# PASSAGE CHOISI
________________

La canne, de 1m,80 à 2 mètres environ, sera munie d'un anneau de départ, d'un anneau de tête et de trois anneaux serpentiformes intermédiaires. Théoriquement, la ligne des centres de ces anneaux doit être en ligne droite et passer par le centre du tambour du moulinet et le centre de l'anneau de tête. En outre, toujours théoriquement, les diamètres de ces anneaux devraient aller en diminuant du moulinet jusqu'à l'anneau de tête. On peut calculer le diamètre respectif de tous les anneaux en partant de leurs distances au moulinet et du diamètre du tambour. On trouvera de même la longueur de leur surélévation (voir fig. 1). Pratiquement, il suffit d'un anneau de départ de 3 à 4 centimètres de diamètre, surélevé de quelques centimètres, et de trois anneaux serpentiformes dont le diamètre diminue en se rapprochant de l'anneau de tête.

Si l'on veut respecter la théorie sans calcul, il suffira, pour connaître surélévations et diamètres, de monter le moulinet à sa place sur la canne, de poser le tout sur un parquet, de tracer les lignes ac-bc et de mesurer ensuite les inconnues cd-ef, etc. ... On obtiendra alors des mesures telles que la canne répondant à ces mesures serait encombrante et pas très élégante. Il est préférable de s'éloigner un peu de la théorie en diminuant ces dimensions et en modifiant quelque peu la place des anneaux. L'usure des anneaux en sera un peu plus rapide, ce qui est sans grande importance, surtout si on les bricole soi-même.

Un gros avantage de faire soi-même ces cannes (en dehors du plaisir que l'on y trouve, de la satisfaction éprouvée quand l'objet est fini, de l'économie réalisée qui permet d'acheter un meilleur moulinet), c'est que l'on peut faire, étant donné leur bon marché, des cannes de plusieurs puissances adaptées, par exemple, au lancer extra-léger seul ou, au contraire, à un lancer déjà lourd quand il s'agit de pêcher très loin. Nous trouverons un avantage analogue avec le flotteur.

________________

# MATÉRIEL FOURNI
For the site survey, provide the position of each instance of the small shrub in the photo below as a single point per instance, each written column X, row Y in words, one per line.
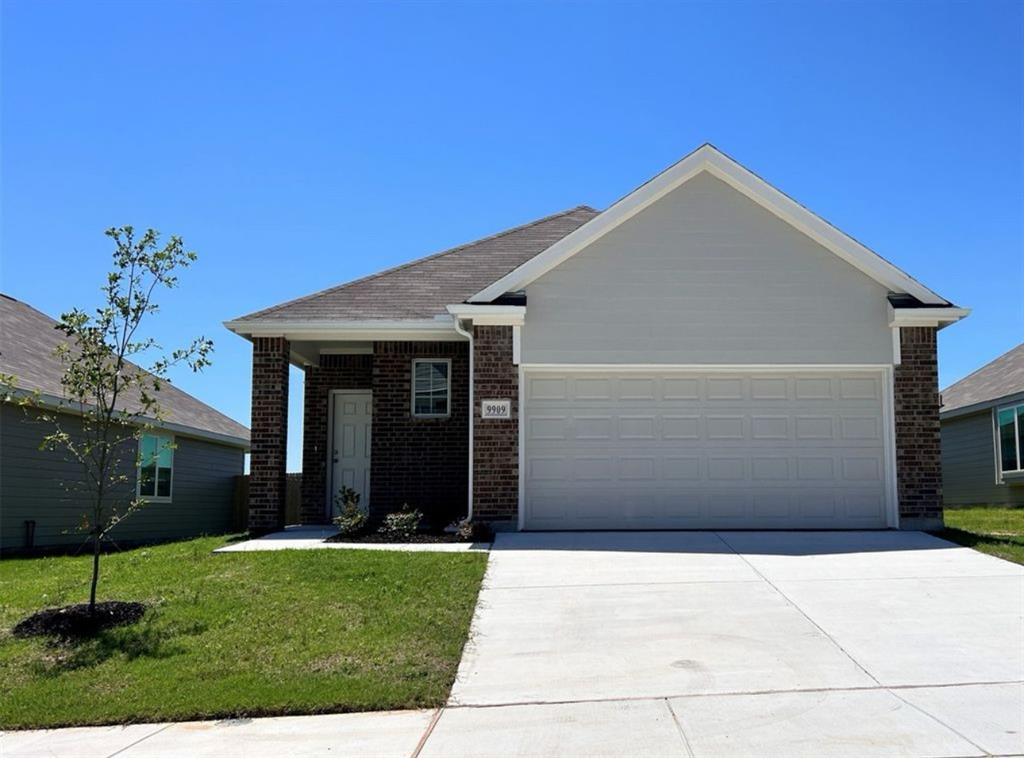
column 475, row 531
column 352, row 520
column 401, row 524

________________

# CONSIGNE 1
Traduisez en anglais la phrase suivante du passage choisi : « L'usure des anneaux en sera un peu plus rapide, ce qui est sans grande importance, surtout si on les bricole soi-même. »
# CONSIGNE 2
D'après le passage choisi, quel diamètre suffit en pratique pour l'anneau de départ ?
# CONSIGNE 3
Pour chaque affirmation, indiquez si elle concorde avec le passage choisi (oui ou non) et citez les mots qui tranchent.
(a) La canne mesure environ 1,80 m à 2 mètres.
(b) Une canne construite exactement selon les mesures théoriques serait élégante.
(c) La canne porte cinq anneaux serpentiformes intermédiaires.

# BONNE RÉPONSE 1
The rings will wear out a little faster as a result, which is of no great importance, especially if you make them yourself.

# BONNE RÉPONSE 2
Un diamètre de 3 à 4 centimètres.

# BONNE RÉPONSE 3
(a) Oui : « La canne, de 1m,80 à 2 mètres environ »
(b) Non : « la canne répondant à ces mesures serait encombrante et pas très élégante »
(c) Non : « trois anneaux serpentiformes intermédiaires »